Records shown:
═══

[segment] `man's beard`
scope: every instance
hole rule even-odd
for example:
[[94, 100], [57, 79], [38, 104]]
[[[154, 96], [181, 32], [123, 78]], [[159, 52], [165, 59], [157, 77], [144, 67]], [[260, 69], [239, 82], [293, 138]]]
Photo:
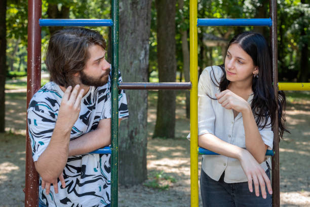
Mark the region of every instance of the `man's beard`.
[[82, 71], [80, 72], [81, 83], [87, 86], [102, 86], [107, 83], [110, 71], [103, 74], [100, 78], [95, 78], [88, 76]]

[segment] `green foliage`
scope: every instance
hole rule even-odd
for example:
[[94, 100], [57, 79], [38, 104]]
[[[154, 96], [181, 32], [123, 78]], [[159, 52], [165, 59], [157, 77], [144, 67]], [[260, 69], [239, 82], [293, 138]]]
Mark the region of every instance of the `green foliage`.
[[[189, 32], [189, 0], [183, 0], [182, 9], [176, 5], [176, 51], [177, 70], [183, 71], [183, 56], [181, 32]], [[7, 63], [9, 71], [26, 71], [27, 1], [8, 0], [7, 11]], [[266, 0], [198, 1], [198, 18], [254, 18], [258, 14], [259, 8], [263, 7], [266, 17], [268, 15], [268, 4]], [[307, 2], [307, 1], [305, 1]], [[42, 18], [48, 18], [47, 10], [50, 4], [57, 4], [60, 10], [62, 7], [69, 7], [70, 18], [109, 19], [109, 0], [43, 0]], [[151, 21], [149, 43], [149, 74], [158, 71], [157, 54], [157, 19], [155, 1], [152, 2]], [[278, 57], [279, 80], [294, 81], [302, 74], [300, 71], [301, 48], [305, 44], [310, 47], [310, 7], [302, 4], [300, 0], [278, 1]], [[108, 28], [92, 27], [99, 31], [107, 40]], [[207, 47], [204, 44], [203, 33], [230, 40], [234, 35], [244, 30], [252, 30], [253, 27], [199, 27], [198, 32], [199, 65], [202, 68], [210, 64], [223, 62], [225, 47]], [[302, 33], [301, 31], [303, 31]], [[268, 36], [266, 31], [265, 36]], [[42, 61], [50, 33], [46, 27], [42, 28]], [[188, 43], [189, 44], [189, 33]], [[308, 50], [309, 48], [308, 48]], [[309, 60], [308, 60], [309, 61]], [[42, 70], [45, 70], [44, 63]], [[156, 78], [156, 77], [155, 77]]]
[[168, 190], [172, 183], [176, 182], [174, 177], [164, 174], [164, 171], [151, 172], [148, 178], [143, 185], [159, 190]]

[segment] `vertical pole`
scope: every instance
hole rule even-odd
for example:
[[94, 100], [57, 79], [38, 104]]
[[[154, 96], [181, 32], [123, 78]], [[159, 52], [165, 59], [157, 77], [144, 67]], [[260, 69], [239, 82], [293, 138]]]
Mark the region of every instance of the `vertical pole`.
[[112, 0], [112, 115], [111, 124], [111, 206], [117, 207], [119, 184], [119, 0]]
[[198, 206], [198, 60], [197, 0], [189, 2], [189, 53], [190, 90], [190, 206]]
[[[41, 0], [29, 0], [28, 3], [28, 57], [27, 63], [27, 108], [32, 95], [41, 83]], [[37, 206], [38, 203], [38, 175], [34, 168], [31, 147], [26, 132], [26, 178], [25, 206]]]
[[[278, 37], [277, 25], [277, 1], [271, 0], [269, 7], [270, 16], [273, 20], [270, 28], [270, 41], [272, 54], [273, 81], [274, 91], [276, 97], [278, 105]], [[278, 114], [278, 111], [276, 112]], [[273, 186], [273, 206], [280, 206], [280, 169], [279, 152], [279, 119], [276, 116], [274, 131], [274, 150], [275, 155], [272, 157], [272, 186]]]

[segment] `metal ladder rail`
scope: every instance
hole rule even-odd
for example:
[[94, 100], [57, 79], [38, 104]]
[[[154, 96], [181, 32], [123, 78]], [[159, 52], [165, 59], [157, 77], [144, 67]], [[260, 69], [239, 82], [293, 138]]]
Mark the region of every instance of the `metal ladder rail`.
[[[110, 19], [42, 19], [42, 2], [41, 0], [28, 0], [28, 57], [27, 57], [27, 107], [32, 96], [41, 87], [41, 28], [40, 26], [102, 26], [112, 27], [112, 98], [118, 100], [118, 43], [119, 43], [119, 1], [112, 0], [112, 20]], [[39, 42], [40, 41], [40, 44]], [[115, 98], [116, 97], [116, 98]], [[118, 102], [113, 102], [113, 107], [118, 108]], [[118, 127], [118, 114], [112, 114], [112, 127]], [[115, 121], [115, 120], [117, 120]], [[117, 145], [115, 144], [115, 134], [111, 134], [111, 151], [108, 149], [102, 151], [106, 154], [112, 154], [112, 163], [117, 159]], [[116, 148], [117, 150], [113, 149]], [[38, 175], [35, 170], [31, 155], [31, 148], [26, 128], [26, 178], [25, 188], [25, 206], [37, 206], [38, 199]], [[114, 165], [112, 164], [112, 167]], [[112, 170], [111, 177], [118, 175], [118, 168]], [[116, 174], [116, 175], [115, 175]], [[118, 180], [111, 181], [112, 192], [118, 191]], [[115, 189], [116, 188], [116, 190]], [[117, 206], [112, 204], [112, 206]], [[113, 200], [111, 200], [113, 202]]]
[[[277, 2], [275, 0], [271, 0], [270, 2], [270, 15], [271, 18], [268, 19], [198, 19], [197, 17], [198, 4], [197, 0], [190, 1], [189, 18], [190, 18], [190, 68], [198, 68], [197, 60], [197, 26], [268, 26], [271, 27], [271, 39], [273, 70], [274, 72], [273, 82], [278, 83], [278, 68], [277, 67]], [[275, 21], [273, 21], [275, 20]], [[197, 76], [195, 78], [197, 79]], [[197, 95], [197, 82], [192, 81], [193, 83], [192, 89], [195, 90], [193, 95]], [[277, 84], [274, 84], [274, 89], [276, 97], [278, 97], [278, 88]], [[194, 98], [193, 97], [193, 99]], [[197, 100], [195, 101], [195, 116], [197, 111]], [[193, 103], [194, 102], [193, 102]], [[191, 115], [192, 114], [191, 111]], [[278, 117], [276, 117], [276, 126], [278, 126]], [[198, 122], [195, 121], [193, 123], [191, 122], [191, 127], [195, 125], [196, 131], [195, 133], [192, 133], [191, 128], [190, 142], [190, 156], [191, 156], [191, 206], [198, 206], [198, 160], [197, 150], [198, 146]], [[280, 190], [279, 190], [279, 136], [278, 127], [274, 127], [274, 146], [276, 152], [276, 156], [273, 158], [273, 171], [272, 174], [273, 188], [274, 189], [274, 195], [273, 199], [273, 205], [274, 206], [280, 205]]]

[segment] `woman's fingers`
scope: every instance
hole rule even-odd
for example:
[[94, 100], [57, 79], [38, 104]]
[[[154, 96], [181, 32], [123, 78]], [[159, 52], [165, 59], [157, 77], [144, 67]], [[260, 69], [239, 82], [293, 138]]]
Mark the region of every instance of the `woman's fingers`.
[[271, 182], [270, 182], [270, 179], [266, 175], [266, 173], [264, 173], [262, 175], [264, 180], [265, 181], [265, 183], [266, 183], [266, 185], [267, 186], [267, 189], [268, 190], [268, 192], [269, 194], [273, 194], [273, 188], [271, 186]]
[[45, 194], [48, 195], [50, 194], [50, 189], [51, 188], [51, 184], [46, 183], [45, 185]]
[[251, 175], [248, 176], [248, 185], [249, 185], [249, 190], [251, 193], [253, 192], [253, 184], [252, 183], [252, 177]]
[[267, 197], [266, 194], [266, 185], [265, 185], [265, 181], [261, 175], [258, 175], [257, 176], [258, 182], [259, 182], [259, 186], [260, 186], [260, 191], [261, 192], [261, 196], [263, 198]]
[[43, 180], [41, 180], [41, 187], [42, 187], [42, 189], [44, 189], [45, 188], [45, 181], [44, 181]]
[[60, 183], [61, 183], [61, 187], [62, 188], [64, 188], [66, 187], [66, 182], [64, 181], [64, 179], [63, 178], [63, 175], [62, 173], [60, 174], [59, 176], [59, 180], [60, 181]]
[[259, 183], [258, 182], [258, 179], [256, 175], [252, 176], [253, 182], [254, 184], [254, 189], [255, 190], [255, 195], [256, 196], [259, 196]]

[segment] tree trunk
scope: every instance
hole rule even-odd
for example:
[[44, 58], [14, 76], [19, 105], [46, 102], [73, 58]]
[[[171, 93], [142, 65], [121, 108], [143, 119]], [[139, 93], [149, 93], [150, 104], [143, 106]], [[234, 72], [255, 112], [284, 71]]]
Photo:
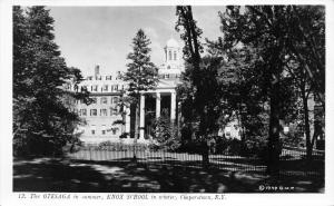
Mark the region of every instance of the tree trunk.
[[271, 175], [279, 173], [279, 72], [275, 73], [276, 82], [272, 82], [271, 89], [271, 117], [269, 117], [269, 138], [268, 138], [268, 159], [267, 171]]
[[305, 136], [306, 136], [306, 159], [311, 160], [312, 159], [313, 144], [311, 143], [308, 105], [307, 105], [307, 97], [305, 97], [305, 92], [303, 92], [303, 111], [304, 111], [304, 124], [305, 124], [304, 127], [305, 127]]
[[134, 137], [134, 161], [137, 161], [137, 139], [139, 136], [139, 108], [140, 108], [140, 104], [139, 101], [136, 104], [136, 118], [135, 118], [135, 137]]
[[202, 143], [202, 145], [203, 145], [203, 149], [202, 149], [202, 164], [203, 164], [203, 167], [205, 169], [207, 169], [208, 165], [209, 165], [209, 147], [207, 145], [207, 137], [205, 137], [205, 139]]

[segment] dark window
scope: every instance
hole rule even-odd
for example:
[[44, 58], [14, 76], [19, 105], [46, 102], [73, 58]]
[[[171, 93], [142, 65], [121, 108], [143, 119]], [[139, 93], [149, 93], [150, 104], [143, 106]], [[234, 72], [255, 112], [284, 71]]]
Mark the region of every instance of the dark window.
[[100, 109], [100, 116], [107, 116], [107, 109]]
[[97, 109], [90, 109], [90, 116], [97, 116]]
[[97, 85], [91, 86], [91, 91], [97, 91], [97, 89], [98, 89]]
[[81, 112], [81, 116], [87, 116], [87, 110], [86, 109], [81, 109], [80, 112]]
[[101, 104], [104, 105], [104, 104], [107, 104], [107, 102], [108, 102], [107, 97], [101, 97]]

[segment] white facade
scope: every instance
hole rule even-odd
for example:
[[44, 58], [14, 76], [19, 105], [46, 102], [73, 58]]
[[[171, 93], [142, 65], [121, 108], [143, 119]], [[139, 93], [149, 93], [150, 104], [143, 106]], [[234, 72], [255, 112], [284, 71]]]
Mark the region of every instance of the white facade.
[[[81, 133], [81, 140], [87, 144], [98, 144], [102, 141], [122, 141], [134, 143], [134, 138], [119, 138], [124, 133], [130, 133], [130, 109], [127, 109], [125, 117], [126, 124], [115, 125], [116, 120], [122, 120], [117, 106], [118, 98], [122, 95], [120, 91], [126, 89], [127, 85], [118, 76], [101, 76], [99, 67], [95, 68], [95, 75], [87, 77], [78, 89], [86, 87], [91, 94], [91, 98], [96, 98], [96, 102], [87, 106], [84, 102], [77, 102], [77, 111], [81, 118], [86, 120], [86, 125], [78, 128]], [[151, 94], [155, 98], [155, 114], [158, 118], [161, 114], [161, 98], [170, 99], [170, 118], [176, 119], [176, 91], [175, 88], [179, 82], [179, 76], [184, 70], [181, 50], [176, 40], [170, 39], [165, 47], [165, 62], [159, 67], [159, 82], [154, 90], [146, 91], [140, 97], [140, 130], [137, 141], [147, 141], [145, 138], [145, 99], [146, 94]], [[71, 88], [73, 89], [73, 88]]]

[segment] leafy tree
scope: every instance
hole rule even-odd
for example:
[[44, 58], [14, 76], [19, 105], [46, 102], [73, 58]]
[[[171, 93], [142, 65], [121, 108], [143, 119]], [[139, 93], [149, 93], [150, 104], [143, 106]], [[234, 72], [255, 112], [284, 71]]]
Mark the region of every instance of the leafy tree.
[[13, 151], [14, 155], [60, 153], [81, 122], [67, 98], [89, 101], [88, 92], [69, 92], [82, 77], [68, 68], [55, 43], [53, 19], [45, 7], [13, 7]]
[[[287, 106], [294, 98], [286, 92], [293, 90], [294, 84], [294, 79], [286, 75], [292, 57], [303, 65], [315, 94], [323, 97], [324, 87], [317, 81], [324, 78], [323, 56], [318, 53], [324, 49], [313, 51], [316, 49], [314, 42], [320, 42], [320, 47], [324, 45], [321, 10], [316, 7], [249, 6], [244, 10], [240, 7], [227, 7], [226, 12], [219, 13], [224, 40], [218, 39], [216, 48], [228, 51], [242, 43], [257, 50], [257, 68], [264, 73], [261, 89], [265, 91], [264, 97], [267, 96], [269, 108], [268, 171], [272, 174], [278, 171], [279, 119], [287, 114]], [[306, 16], [313, 24], [303, 21]], [[306, 30], [305, 37], [303, 31]], [[311, 50], [306, 49], [306, 45], [312, 46]], [[311, 65], [314, 70], [310, 69]]]
[[217, 79], [222, 58], [200, 57], [202, 30], [193, 19], [190, 6], [178, 6], [176, 14], [178, 16], [176, 30], [181, 32], [180, 38], [185, 41], [183, 51], [186, 60], [186, 70], [181, 77], [183, 84], [177, 89], [178, 96], [180, 96], [183, 115], [189, 130], [195, 131], [195, 138], [203, 144], [203, 164], [207, 166], [209, 163], [207, 141], [217, 133], [222, 114], [222, 92]]
[[170, 120], [167, 114], [164, 114], [155, 119], [154, 128], [154, 145], [161, 149], [175, 150], [180, 146], [180, 138], [177, 135], [177, 128]]
[[[144, 30], [139, 29], [132, 39], [132, 51], [128, 55], [128, 70], [120, 76], [128, 85], [126, 96], [121, 98], [120, 104], [125, 107], [135, 107], [136, 125], [135, 125], [135, 143], [138, 138], [139, 130], [139, 107], [140, 95], [143, 91], [154, 89], [158, 82], [158, 69], [150, 61], [149, 48], [150, 40]], [[126, 111], [124, 111], [126, 112]]]

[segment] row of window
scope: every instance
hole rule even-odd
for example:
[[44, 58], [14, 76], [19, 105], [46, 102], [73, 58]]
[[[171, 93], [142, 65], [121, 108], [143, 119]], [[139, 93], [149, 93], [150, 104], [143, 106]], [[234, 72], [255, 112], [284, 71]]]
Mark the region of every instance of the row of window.
[[[86, 117], [88, 116], [88, 109], [75, 109], [75, 112], [77, 112], [79, 116], [81, 117]], [[118, 108], [109, 108], [109, 112], [108, 109], [89, 109], [89, 116], [91, 117], [96, 117], [96, 116], [101, 116], [101, 117], [107, 117], [109, 114], [109, 116], [115, 116], [115, 115], [119, 115], [119, 109]]]
[[[109, 88], [110, 88], [110, 90], [109, 90]], [[66, 89], [70, 89], [70, 86], [66, 86]], [[96, 91], [96, 92], [98, 92], [98, 91], [100, 91], [100, 92], [111, 91], [112, 92], [112, 91], [121, 91], [124, 89], [125, 89], [124, 85], [121, 85], [121, 86], [120, 85], [104, 85], [100, 88], [99, 88], [98, 85], [92, 85], [89, 88], [88, 88], [88, 86], [81, 86], [80, 87], [81, 91]], [[75, 86], [73, 90], [79, 91], [79, 87]]]
[[[92, 104], [98, 104], [98, 98], [94, 97], [92, 99]], [[117, 105], [119, 101], [119, 97], [118, 96], [114, 96], [114, 97], [100, 97], [100, 104], [101, 105], [108, 105], [110, 102], [110, 105]], [[109, 99], [109, 100], [108, 100]], [[79, 104], [85, 104], [84, 100], [75, 100], [75, 104], [79, 105]]]
[[[111, 130], [111, 131], [112, 131], [112, 135], [116, 135], [116, 133], [117, 133], [116, 130]], [[98, 135], [96, 129], [91, 129], [90, 134], [91, 135]], [[101, 130], [101, 135], [106, 135], [106, 130]]]
[[[116, 76], [115, 80], [120, 79], [119, 76]], [[86, 80], [112, 80], [112, 76], [89, 76], [86, 78]]]
[[[119, 129], [115, 128], [115, 127], [114, 128], [112, 127], [106, 128], [105, 125], [102, 125], [102, 129], [98, 130], [98, 129], [95, 128], [95, 125], [91, 125], [90, 135], [107, 135], [107, 133], [109, 133], [111, 135], [117, 135], [118, 130]], [[86, 131], [84, 130], [84, 133], [86, 133]]]
[[[169, 60], [173, 60], [171, 58], [171, 51], [168, 52], [168, 56], [169, 56]], [[174, 51], [174, 60], [177, 59], [177, 55], [176, 55], [176, 51]]]

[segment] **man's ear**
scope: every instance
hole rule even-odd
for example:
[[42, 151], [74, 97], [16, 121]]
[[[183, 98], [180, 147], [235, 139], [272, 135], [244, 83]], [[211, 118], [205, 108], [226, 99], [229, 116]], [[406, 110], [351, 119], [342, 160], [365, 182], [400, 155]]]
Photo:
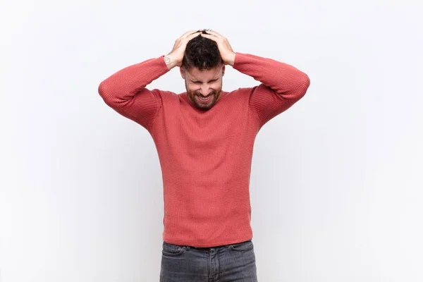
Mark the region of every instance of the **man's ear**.
[[180, 76], [182, 76], [182, 78], [185, 80], [185, 70], [183, 70], [183, 68], [180, 66], [179, 71], [180, 72]]

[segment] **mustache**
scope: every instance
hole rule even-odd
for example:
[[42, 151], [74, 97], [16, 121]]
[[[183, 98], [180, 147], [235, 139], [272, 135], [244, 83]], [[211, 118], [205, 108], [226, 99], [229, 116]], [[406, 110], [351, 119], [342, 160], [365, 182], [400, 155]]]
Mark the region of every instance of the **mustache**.
[[210, 93], [209, 93], [209, 94], [207, 96], [204, 96], [202, 95], [200, 92], [194, 92], [194, 94], [197, 95], [197, 96], [201, 96], [201, 97], [204, 97], [204, 98], [208, 98], [212, 95], [214, 95], [216, 94], [216, 91], [212, 91]]

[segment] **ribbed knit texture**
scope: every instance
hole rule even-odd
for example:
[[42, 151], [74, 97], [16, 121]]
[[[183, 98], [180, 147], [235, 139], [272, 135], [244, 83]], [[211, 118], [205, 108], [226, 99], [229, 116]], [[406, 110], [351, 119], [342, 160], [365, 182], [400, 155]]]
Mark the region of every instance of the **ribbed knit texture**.
[[145, 128], [154, 141], [167, 243], [214, 247], [252, 238], [250, 176], [256, 135], [309, 85], [305, 73], [270, 59], [236, 53], [233, 68], [262, 83], [222, 91], [205, 111], [186, 92], [145, 88], [168, 71], [163, 56], [125, 68], [99, 87], [109, 106]]

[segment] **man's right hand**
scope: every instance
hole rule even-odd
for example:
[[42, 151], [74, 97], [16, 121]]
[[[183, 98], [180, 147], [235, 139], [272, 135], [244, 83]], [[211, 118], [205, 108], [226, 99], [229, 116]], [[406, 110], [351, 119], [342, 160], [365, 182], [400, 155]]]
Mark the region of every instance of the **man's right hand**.
[[169, 70], [175, 66], [182, 66], [182, 59], [183, 59], [187, 44], [192, 38], [200, 35], [200, 33], [201, 32], [200, 31], [188, 31], [175, 41], [175, 45], [173, 45], [172, 51], [164, 56], [164, 61]]

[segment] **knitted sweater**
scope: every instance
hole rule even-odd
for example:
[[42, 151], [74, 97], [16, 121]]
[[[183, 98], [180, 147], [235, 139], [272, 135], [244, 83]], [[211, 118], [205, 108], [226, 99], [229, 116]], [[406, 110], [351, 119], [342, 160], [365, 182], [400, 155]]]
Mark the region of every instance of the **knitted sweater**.
[[252, 239], [250, 176], [256, 135], [309, 85], [305, 73], [270, 59], [236, 53], [233, 67], [262, 83], [222, 91], [207, 111], [196, 108], [186, 92], [146, 88], [169, 70], [164, 56], [126, 67], [99, 86], [107, 105], [154, 140], [167, 243], [215, 247]]

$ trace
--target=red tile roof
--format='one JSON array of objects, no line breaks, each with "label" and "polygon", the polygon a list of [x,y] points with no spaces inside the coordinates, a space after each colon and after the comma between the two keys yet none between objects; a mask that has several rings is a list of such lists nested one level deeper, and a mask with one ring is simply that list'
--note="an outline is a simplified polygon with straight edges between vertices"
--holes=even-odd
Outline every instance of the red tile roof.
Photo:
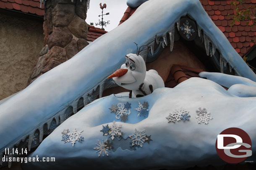
[{"label": "red tile roof", "polygon": [[[250,41],[256,38],[256,27],[246,26],[246,21],[241,21],[235,22],[235,25],[230,28],[232,20],[227,15],[235,13],[234,7],[230,4],[231,0],[199,0],[207,13],[224,33],[233,48],[240,56],[244,55],[254,45]],[[256,3],[256,0],[246,0],[243,5],[248,8]],[[242,9],[242,5],[238,5],[238,9]],[[252,23],[250,22],[249,25]]]},{"label": "red tile roof", "polygon": [[[234,6],[231,0],[199,0],[204,8],[213,22],[224,33],[231,45],[241,56],[244,55],[254,45],[250,42],[256,39],[256,26],[246,26],[246,21],[236,22],[230,28],[232,20],[228,14],[234,14]],[[243,5],[246,7],[255,5],[256,0],[246,0]],[[241,5],[238,5],[242,9]],[[136,10],[137,8],[128,7],[120,21],[119,25],[127,20]],[[249,25],[252,23],[249,22]]]},{"label": "red tile roof", "polygon": [[0,8],[20,11],[39,16],[44,14],[44,4],[40,8],[40,0],[0,0]]},{"label": "red tile roof", "polygon": [[87,40],[89,41],[93,41],[107,33],[107,31],[102,30],[99,28],[89,25],[89,30],[87,34]]}]

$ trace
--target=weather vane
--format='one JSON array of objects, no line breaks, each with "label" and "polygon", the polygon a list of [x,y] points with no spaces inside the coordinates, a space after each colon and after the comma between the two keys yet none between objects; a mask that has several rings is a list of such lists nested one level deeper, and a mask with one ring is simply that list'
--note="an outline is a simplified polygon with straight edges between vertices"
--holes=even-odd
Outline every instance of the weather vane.
[{"label": "weather vane", "polygon": [[103,4],[103,6],[102,5],[101,3],[100,3],[99,4],[99,8],[100,8],[102,10],[102,15],[99,15],[99,17],[100,17],[101,16],[102,16],[102,18],[101,18],[102,20],[101,21],[100,20],[99,20],[99,23],[96,23],[95,25],[96,26],[97,26],[98,25],[101,25],[102,26],[102,28],[101,28],[102,30],[104,30],[104,29],[103,28],[103,26],[105,26],[105,27],[106,27],[107,26],[107,24],[110,24],[110,21],[108,20],[107,22],[103,21],[103,15],[108,15],[110,14],[110,13],[106,13],[105,14],[103,14],[103,9],[107,8],[107,5],[105,3]]}]

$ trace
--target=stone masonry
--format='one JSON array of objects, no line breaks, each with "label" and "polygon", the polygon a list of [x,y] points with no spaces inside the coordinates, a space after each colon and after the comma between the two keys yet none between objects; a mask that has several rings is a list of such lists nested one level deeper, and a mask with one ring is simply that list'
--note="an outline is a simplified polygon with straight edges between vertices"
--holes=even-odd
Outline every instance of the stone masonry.
[{"label": "stone masonry", "polygon": [[88,45],[85,20],[87,0],[47,0],[43,24],[44,47],[39,53],[29,85],[44,73],[71,58]]}]

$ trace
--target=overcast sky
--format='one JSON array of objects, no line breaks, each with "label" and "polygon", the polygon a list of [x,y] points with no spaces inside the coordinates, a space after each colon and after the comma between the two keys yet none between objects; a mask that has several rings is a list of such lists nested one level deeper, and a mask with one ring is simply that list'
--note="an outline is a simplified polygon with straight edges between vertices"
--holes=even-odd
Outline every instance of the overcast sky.
[{"label": "overcast sky", "polygon": [[101,17],[99,17],[99,15],[101,15],[102,10],[99,8],[99,3],[107,4],[107,8],[103,10],[103,14],[110,13],[110,15],[104,15],[103,20],[107,21],[110,20],[110,24],[107,25],[107,27],[103,27],[107,31],[110,31],[118,26],[119,22],[123,17],[123,14],[127,8],[126,5],[127,0],[91,0],[90,1],[90,8],[87,11],[87,16],[85,21],[88,24],[90,23],[94,23],[94,26],[101,28],[101,26],[95,25],[95,23],[99,23],[99,20],[101,20]]}]

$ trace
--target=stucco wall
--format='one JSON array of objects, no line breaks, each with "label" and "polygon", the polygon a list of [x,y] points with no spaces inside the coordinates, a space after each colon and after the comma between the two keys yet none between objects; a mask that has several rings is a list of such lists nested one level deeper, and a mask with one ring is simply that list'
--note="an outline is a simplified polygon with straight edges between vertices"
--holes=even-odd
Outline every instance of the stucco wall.
[{"label": "stucco wall", "polygon": [[0,100],[26,87],[44,47],[43,21],[0,14]]}]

═══

Instructions to follow:
Reproduce word for word the part of the rows that begins with the line containing "[segment] row of window" and ends with the line containing "Mark the region of every instance of the row", both of those lines included.

Exercise solution:
[segment] row of window
scope: every instance
hole rule even-odd
for example:
[[44, 58], [14, 76], [19, 105], [46, 102], [73, 58]]
[[[171, 93], [142, 65], [121, 108], [143, 119]], [[139, 93], [149, 93], [150, 104], [143, 106]], [[234, 72], [255, 112], [284, 71]]]
Mark the region of every instance of the row of window.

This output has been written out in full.